- [Your instructions]: In your answer, copy every entry that follows exactly.
§
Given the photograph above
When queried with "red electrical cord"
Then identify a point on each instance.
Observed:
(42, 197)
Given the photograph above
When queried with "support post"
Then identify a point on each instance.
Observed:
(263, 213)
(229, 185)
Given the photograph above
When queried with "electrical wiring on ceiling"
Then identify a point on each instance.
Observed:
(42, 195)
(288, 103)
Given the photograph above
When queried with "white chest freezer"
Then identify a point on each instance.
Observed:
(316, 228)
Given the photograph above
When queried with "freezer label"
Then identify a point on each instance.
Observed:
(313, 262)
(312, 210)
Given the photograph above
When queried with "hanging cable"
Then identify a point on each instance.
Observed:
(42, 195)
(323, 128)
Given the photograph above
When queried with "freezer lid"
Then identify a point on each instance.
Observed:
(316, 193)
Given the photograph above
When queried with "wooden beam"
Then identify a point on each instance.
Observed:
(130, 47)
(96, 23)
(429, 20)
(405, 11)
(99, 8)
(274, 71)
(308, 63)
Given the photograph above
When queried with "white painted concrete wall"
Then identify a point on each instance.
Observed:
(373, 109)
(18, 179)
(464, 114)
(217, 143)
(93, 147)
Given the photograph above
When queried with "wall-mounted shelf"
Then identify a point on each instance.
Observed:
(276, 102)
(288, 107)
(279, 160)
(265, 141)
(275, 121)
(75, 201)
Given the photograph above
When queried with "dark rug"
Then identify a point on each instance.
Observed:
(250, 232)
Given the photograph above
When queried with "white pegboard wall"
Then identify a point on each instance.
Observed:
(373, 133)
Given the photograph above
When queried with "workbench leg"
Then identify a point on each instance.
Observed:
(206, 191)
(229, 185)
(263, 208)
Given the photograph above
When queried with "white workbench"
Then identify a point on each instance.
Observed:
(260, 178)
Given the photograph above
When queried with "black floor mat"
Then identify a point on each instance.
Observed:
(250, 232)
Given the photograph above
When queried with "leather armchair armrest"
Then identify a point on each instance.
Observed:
§
- [The completed task]:
Given the photograph above
When queried with "red electrical cord"
Then identify a point on each instance.
Observed:
(42, 197)
Given the photograph above
When queried with "support post"
Then identify a point on each instance.
Observed:
(263, 213)
(229, 185)
Given the photograph above
When queried with "electrical wiring on ceiling"
Then identify a point on each instance.
Observed:
(42, 195)
(288, 103)
Given the photograph above
When queried with "white chest freezer"
Then identify a point on each instance.
Observed:
(316, 228)
Given the photograph above
When queried with "freezer label"
Then identify a point on each instance.
Observed:
(313, 262)
(312, 210)
Given the photograph above
When queried with "hanging cable"
Then identify a point on each instance.
Observed:
(42, 195)
(323, 128)
Given the photograph above
When queried with "freezer lid"
Then identify a point on each instance.
Observed:
(316, 193)
Given the photograph above
When queried with "wooden beam"
Then identify a point on each instance.
Observed:
(130, 47)
(96, 23)
(429, 20)
(405, 11)
(99, 8)
(274, 71)
(308, 63)
Given the photograph above
When queried with "white painted concrete wall"
Then identify a point on each instance.
Observed:
(373, 109)
(18, 179)
(464, 114)
(217, 143)
(93, 147)
Given the photograph above
When queried with "wall-mounted shelf"
Then identify a point on each instance.
Observed:
(276, 102)
(288, 107)
(279, 160)
(265, 141)
(275, 121)
(75, 201)
Given the photograph above
When queried with "dark rug"
Then identify a point on each instance.
Observed:
(250, 232)
Given the photograph above
When queried with "white pegboard wall"
Then identify a point on each instance.
Observed:
(373, 133)
Given the photograph above
When queried with "workbench leg"
Then identify a point on each instance.
Observed:
(206, 191)
(229, 185)
(263, 208)
Given the photograph above
When queried with "white workbench"
Then identify a point on each instance.
Observed:
(260, 178)
Given the photograph above
When queried with "black floor mat"
Then identify a point on each instance.
Observed:
(250, 232)
Given the photograph above
When queried with "leather armchair armrest"
Then identify a point on each instance.
Observed:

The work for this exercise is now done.